[Excerpt from a dataset]
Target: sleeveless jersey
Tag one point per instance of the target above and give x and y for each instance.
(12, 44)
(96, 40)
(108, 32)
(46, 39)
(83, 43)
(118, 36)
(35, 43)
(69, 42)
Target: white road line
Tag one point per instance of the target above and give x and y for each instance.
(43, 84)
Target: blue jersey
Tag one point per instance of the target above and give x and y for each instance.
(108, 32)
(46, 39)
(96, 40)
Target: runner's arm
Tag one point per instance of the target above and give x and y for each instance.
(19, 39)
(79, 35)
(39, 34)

---

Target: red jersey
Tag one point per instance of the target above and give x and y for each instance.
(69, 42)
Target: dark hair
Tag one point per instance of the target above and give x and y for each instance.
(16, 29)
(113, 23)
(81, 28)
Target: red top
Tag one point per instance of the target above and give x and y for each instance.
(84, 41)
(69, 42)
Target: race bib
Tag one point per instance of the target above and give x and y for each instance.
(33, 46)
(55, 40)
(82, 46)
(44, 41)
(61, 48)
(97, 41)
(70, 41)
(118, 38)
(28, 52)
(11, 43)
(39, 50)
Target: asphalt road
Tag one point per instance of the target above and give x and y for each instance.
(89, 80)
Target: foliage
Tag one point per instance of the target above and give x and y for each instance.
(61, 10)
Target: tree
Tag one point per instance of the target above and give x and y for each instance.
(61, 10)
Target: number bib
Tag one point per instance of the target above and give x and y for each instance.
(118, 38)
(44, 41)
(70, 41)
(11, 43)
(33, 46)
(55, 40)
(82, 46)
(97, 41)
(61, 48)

---

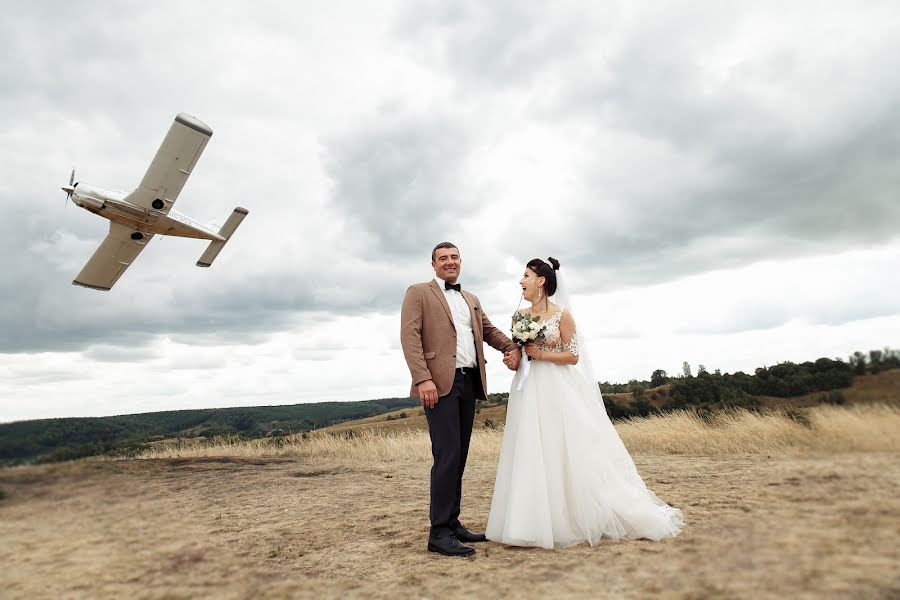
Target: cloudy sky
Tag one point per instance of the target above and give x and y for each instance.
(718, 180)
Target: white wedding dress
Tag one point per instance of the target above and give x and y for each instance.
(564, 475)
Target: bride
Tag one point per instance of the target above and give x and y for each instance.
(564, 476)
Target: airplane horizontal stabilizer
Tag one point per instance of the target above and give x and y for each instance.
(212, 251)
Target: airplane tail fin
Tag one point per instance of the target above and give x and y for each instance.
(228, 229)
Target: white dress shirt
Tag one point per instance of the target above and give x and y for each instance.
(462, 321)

SHORT PROBLEM:
Show each line of the records that contains the word "road".

EXERCISE SOLUTION:
Target: white road line
Target: asphalt road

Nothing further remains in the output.